**TASK STATEMENT:** Filter the entries for the word "granite". Copy each line in which it occurs.

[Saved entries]

------------------------------------

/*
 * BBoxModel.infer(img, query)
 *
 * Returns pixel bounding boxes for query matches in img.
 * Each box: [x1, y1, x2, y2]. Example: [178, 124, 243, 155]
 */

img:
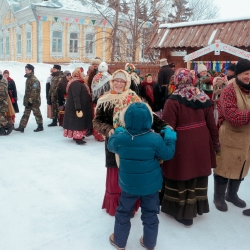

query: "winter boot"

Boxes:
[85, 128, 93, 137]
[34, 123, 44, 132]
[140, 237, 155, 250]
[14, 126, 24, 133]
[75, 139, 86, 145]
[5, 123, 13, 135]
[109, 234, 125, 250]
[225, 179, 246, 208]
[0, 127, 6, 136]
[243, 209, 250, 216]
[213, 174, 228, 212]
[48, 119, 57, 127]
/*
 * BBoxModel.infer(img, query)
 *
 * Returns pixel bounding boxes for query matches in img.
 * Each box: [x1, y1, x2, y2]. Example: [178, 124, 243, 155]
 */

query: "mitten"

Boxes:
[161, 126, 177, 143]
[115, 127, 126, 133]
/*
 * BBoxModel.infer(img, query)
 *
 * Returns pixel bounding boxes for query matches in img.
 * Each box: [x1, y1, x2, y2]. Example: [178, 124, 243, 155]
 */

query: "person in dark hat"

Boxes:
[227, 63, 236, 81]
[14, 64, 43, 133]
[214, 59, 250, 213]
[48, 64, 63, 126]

------------------------------------

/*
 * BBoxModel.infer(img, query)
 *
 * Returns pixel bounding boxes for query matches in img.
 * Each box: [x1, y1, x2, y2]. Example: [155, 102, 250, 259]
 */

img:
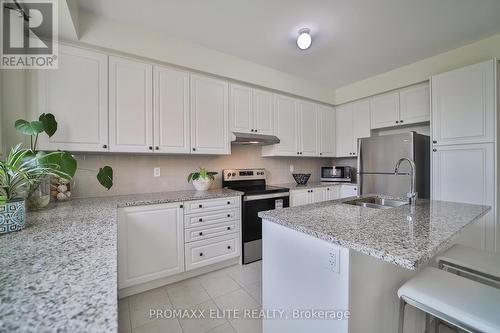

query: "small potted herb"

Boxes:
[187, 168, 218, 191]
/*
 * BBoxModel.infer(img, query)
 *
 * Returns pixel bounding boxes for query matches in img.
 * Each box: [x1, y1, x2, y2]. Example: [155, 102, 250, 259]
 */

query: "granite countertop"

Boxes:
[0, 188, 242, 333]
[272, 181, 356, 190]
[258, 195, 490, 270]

------------------------------------

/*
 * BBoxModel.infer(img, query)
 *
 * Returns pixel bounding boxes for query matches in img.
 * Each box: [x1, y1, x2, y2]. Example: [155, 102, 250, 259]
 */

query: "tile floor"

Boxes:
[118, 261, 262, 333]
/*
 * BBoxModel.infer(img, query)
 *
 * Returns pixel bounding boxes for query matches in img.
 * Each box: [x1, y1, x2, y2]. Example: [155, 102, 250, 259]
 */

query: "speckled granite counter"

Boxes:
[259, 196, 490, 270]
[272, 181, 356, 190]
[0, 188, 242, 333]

------------------------------------

**COMPLETED EXERCISE:**
query: "granite countertop"
query: "speckled granite counter"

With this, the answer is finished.